> **REQUIREMENTS**
Copy word for word the lines of the material below, from the line that contains "the black spoon." through the line that contains "Target: flower cluster", including both of those lines.

Dataset entries

________________

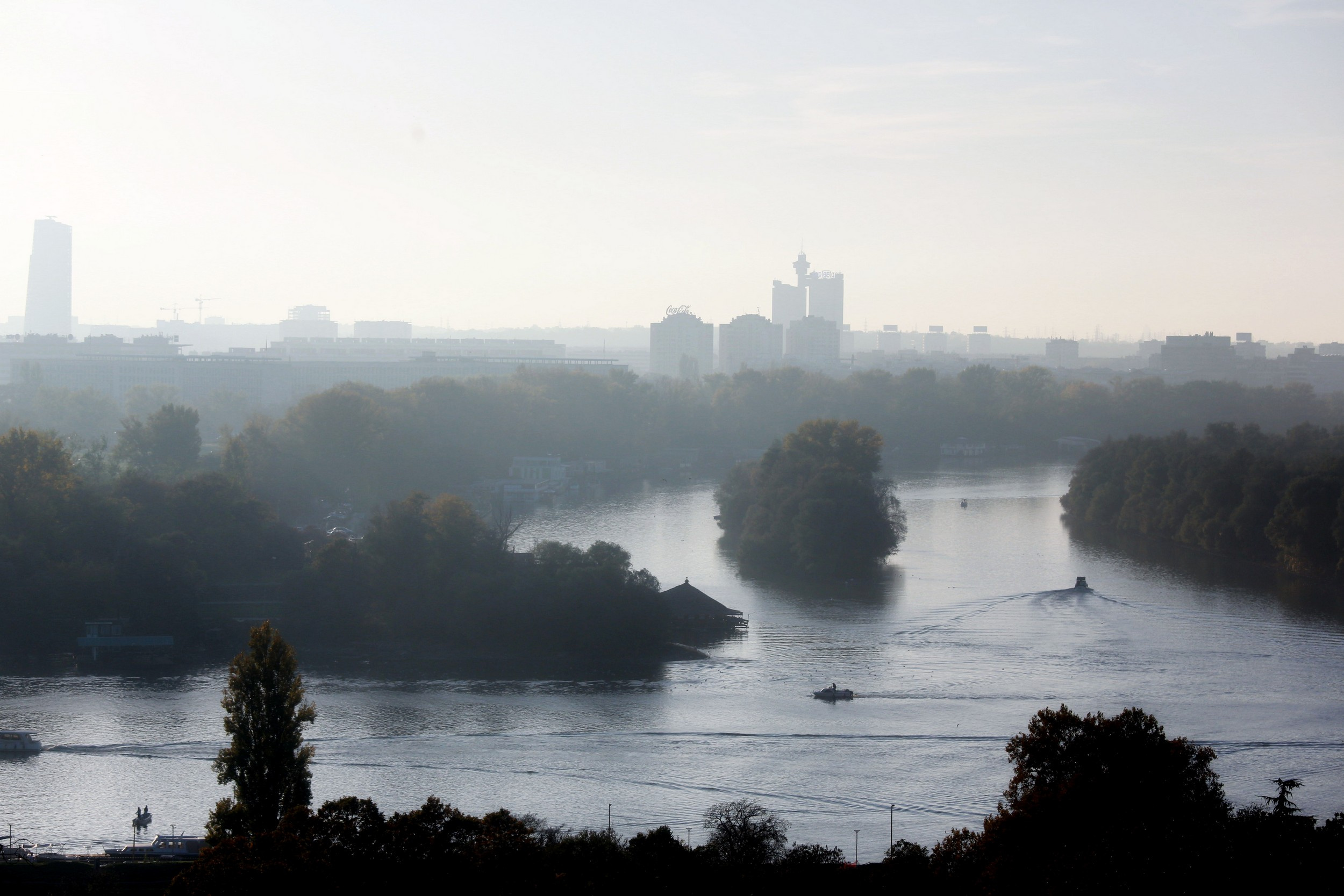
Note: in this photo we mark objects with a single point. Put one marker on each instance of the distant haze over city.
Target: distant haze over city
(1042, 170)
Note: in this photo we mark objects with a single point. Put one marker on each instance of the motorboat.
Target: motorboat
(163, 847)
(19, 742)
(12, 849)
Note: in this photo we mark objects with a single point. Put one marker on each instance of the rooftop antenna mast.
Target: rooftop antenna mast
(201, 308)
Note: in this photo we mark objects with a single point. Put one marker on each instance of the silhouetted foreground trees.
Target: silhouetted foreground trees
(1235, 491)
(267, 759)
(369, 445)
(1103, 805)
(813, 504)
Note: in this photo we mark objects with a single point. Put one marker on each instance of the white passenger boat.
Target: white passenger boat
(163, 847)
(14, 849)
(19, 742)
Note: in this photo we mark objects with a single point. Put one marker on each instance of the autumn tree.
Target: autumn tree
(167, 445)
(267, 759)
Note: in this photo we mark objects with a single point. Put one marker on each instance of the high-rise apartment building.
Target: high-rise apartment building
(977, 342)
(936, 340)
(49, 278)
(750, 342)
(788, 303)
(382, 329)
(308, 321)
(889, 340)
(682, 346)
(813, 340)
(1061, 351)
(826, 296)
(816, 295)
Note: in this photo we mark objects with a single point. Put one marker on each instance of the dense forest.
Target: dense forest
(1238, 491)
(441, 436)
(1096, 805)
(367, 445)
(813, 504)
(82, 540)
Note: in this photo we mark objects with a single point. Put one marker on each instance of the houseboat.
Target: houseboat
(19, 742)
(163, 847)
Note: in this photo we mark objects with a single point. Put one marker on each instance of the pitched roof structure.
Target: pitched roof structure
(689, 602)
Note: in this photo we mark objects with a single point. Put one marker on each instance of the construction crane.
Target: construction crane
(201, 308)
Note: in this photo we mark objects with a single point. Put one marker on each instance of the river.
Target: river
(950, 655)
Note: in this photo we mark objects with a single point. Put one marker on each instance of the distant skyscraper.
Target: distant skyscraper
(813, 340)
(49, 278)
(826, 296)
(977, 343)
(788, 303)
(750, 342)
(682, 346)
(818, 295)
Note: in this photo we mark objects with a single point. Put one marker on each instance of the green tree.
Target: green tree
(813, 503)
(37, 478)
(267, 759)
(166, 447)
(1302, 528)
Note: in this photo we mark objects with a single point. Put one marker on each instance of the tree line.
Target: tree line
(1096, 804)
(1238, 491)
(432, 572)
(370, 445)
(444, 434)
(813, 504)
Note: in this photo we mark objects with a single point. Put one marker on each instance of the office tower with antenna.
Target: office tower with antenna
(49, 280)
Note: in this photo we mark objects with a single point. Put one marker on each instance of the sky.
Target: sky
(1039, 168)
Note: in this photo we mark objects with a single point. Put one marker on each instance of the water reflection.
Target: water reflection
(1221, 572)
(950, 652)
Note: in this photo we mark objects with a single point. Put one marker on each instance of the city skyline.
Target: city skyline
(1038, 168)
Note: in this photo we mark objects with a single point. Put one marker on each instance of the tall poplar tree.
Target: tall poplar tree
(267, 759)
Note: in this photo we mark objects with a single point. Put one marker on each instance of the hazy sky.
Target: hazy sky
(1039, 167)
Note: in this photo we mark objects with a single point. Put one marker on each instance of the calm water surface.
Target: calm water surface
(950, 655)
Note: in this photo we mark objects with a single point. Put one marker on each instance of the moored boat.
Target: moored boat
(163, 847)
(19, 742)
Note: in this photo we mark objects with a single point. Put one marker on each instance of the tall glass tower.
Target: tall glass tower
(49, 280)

________________

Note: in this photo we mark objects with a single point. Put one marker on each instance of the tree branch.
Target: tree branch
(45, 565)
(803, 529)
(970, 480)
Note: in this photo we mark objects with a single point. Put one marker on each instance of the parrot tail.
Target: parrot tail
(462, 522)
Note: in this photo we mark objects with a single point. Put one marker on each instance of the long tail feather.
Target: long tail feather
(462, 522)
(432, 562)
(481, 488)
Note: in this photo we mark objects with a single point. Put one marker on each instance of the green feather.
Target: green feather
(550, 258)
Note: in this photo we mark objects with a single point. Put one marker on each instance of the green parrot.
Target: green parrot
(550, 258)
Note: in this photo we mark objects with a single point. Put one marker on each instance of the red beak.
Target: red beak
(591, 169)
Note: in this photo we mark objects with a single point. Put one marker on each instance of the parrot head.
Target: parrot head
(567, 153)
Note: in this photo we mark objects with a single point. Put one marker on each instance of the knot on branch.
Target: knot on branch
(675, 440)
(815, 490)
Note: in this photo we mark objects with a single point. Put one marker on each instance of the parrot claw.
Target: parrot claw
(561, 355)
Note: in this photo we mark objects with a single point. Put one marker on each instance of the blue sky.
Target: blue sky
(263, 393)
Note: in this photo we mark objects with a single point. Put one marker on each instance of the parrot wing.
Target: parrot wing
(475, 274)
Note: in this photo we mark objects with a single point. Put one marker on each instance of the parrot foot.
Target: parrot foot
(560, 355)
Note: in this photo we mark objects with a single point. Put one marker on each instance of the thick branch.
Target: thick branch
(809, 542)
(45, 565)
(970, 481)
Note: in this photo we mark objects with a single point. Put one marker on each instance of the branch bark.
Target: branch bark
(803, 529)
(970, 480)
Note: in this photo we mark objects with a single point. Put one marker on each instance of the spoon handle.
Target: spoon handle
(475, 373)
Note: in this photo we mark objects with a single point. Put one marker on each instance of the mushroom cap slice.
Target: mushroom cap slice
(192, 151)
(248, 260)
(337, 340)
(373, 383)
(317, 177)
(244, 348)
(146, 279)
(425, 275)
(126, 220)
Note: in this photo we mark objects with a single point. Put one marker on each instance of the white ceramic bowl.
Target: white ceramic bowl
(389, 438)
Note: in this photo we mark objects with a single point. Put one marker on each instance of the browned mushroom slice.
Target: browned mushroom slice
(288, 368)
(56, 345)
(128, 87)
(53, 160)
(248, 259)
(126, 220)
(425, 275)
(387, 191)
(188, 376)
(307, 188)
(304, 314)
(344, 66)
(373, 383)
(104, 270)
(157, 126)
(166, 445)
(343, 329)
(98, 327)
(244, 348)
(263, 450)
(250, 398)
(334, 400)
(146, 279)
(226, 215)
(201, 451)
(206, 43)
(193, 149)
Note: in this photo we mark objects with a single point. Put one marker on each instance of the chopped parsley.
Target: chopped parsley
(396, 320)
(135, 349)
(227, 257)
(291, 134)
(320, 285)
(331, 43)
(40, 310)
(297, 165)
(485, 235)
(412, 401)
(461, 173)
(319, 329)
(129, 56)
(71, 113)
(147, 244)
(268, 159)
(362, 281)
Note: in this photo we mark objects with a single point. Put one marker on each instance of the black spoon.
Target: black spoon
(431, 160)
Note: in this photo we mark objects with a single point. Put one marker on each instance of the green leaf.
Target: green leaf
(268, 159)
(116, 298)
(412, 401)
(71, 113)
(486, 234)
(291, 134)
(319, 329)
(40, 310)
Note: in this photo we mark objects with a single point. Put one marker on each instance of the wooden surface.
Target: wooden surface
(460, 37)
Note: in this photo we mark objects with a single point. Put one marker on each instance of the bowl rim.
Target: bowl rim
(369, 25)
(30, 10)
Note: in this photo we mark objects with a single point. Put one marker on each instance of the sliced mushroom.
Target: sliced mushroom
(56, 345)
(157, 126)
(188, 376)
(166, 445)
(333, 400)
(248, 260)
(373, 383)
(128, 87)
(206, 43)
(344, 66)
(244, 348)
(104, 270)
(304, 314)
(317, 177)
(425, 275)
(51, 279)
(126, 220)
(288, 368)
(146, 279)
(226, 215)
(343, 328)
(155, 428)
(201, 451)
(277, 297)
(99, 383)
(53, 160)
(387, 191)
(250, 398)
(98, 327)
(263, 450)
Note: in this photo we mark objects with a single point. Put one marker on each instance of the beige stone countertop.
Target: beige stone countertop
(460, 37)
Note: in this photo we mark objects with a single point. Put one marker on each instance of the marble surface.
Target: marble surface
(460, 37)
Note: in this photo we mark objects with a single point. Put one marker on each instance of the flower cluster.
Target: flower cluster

________________

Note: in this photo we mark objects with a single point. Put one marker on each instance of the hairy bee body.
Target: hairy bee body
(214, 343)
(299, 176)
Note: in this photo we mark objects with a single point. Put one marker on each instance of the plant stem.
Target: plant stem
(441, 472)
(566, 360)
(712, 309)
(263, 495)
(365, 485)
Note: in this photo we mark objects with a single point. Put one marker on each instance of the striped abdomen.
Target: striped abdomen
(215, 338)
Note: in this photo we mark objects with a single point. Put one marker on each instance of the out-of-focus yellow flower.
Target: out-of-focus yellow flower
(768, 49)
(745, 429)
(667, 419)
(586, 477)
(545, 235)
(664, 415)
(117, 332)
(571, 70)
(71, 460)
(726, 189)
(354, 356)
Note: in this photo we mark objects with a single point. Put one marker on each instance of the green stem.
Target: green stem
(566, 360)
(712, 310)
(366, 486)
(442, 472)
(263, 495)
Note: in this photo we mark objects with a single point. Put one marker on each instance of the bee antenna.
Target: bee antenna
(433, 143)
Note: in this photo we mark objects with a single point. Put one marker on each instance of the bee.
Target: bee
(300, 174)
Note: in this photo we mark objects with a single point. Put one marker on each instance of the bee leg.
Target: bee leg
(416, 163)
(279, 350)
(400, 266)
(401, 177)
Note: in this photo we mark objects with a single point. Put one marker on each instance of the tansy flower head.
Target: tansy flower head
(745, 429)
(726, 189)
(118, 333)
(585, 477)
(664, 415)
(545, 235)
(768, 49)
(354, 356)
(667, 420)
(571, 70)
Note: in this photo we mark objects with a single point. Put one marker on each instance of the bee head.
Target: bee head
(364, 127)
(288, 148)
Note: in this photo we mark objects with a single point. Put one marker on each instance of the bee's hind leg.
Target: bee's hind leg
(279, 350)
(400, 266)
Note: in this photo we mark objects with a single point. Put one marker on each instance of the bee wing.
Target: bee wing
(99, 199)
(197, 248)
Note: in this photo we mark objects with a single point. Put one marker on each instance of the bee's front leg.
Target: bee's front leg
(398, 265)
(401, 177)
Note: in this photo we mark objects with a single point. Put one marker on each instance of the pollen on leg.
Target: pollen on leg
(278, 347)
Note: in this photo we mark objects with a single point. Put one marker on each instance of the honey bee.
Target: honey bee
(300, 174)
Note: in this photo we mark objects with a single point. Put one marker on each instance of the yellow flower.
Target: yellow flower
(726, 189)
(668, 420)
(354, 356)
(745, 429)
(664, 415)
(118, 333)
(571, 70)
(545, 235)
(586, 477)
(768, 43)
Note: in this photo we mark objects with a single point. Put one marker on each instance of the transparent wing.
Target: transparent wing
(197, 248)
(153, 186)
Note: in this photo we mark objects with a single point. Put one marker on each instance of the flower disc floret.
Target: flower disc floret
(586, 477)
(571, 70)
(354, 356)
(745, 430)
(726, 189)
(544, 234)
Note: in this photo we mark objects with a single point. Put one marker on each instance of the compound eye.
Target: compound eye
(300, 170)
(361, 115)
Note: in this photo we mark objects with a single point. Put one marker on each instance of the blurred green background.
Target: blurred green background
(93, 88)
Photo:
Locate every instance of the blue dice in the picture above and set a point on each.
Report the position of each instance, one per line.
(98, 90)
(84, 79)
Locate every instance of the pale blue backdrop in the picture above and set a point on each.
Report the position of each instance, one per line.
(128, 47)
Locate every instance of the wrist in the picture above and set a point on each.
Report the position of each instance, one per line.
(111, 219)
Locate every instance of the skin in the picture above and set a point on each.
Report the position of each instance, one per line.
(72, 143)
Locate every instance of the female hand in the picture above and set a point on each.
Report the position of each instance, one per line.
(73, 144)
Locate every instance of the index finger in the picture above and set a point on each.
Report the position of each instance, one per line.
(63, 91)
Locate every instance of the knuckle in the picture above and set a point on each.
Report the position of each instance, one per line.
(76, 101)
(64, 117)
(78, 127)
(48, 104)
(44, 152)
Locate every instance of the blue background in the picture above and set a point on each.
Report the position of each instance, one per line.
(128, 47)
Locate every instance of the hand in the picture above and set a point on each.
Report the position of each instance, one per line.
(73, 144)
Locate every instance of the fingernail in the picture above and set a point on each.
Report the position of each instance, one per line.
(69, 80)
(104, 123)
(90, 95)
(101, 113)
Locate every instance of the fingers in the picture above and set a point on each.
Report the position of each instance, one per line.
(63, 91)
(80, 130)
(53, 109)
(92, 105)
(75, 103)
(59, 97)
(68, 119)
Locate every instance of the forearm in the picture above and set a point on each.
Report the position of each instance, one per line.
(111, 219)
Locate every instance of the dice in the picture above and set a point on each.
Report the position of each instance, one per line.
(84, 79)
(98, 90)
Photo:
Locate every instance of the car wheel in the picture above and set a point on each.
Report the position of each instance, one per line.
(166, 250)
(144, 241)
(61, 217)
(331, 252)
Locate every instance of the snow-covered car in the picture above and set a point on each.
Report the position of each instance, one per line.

________________

> **OUTPUT OF THE TASK**
Note: in this photo we mark objects with a single point. Put one marker on each instance of the black spoon.
Target: black spoon
(431, 160)
Note: in this photo we mark objects with a single point. Put one marker on each instance of the green leaf.
Target: green leaf
(268, 159)
(116, 298)
(412, 401)
(71, 113)
(486, 234)
(291, 134)
(319, 329)
(40, 310)
Note: in this photo we mark objects with a single point. Put one marker on each instance of the wooden surface.
Target: wooden surface
(460, 37)
Note: in this photo we mark objects with a single point. Put one marker on each instance of the bowl rim.
Target: bowl rim
(369, 25)
(30, 10)
Note: in this photo we mark objects with a single point. Put one marker on each instance of the sliced mushroom.
Target: sliced mushroom
(56, 345)
(157, 126)
(188, 376)
(166, 445)
(333, 400)
(248, 260)
(373, 383)
(128, 87)
(206, 43)
(344, 66)
(244, 348)
(104, 270)
(304, 314)
(317, 177)
(425, 275)
(51, 279)
(126, 220)
(288, 368)
(146, 279)
(226, 215)
(343, 328)
(155, 428)
(201, 451)
(277, 297)
(99, 383)
(53, 160)
(387, 191)
(250, 398)
(98, 327)
(263, 450)
Note: in this photo we mark objects with a single point. Put one marker on each instance of the beige stone countertop.
Target: beige stone countertop
(460, 37)
Note: in this photo we mark objects with a single point. Put one marker on each instance of the marble surface.
Target: marble surface
(460, 37)
Note: in this photo we mark objects with a single point. Put one marker on each instance of the flower cluster.
Target: flower cluster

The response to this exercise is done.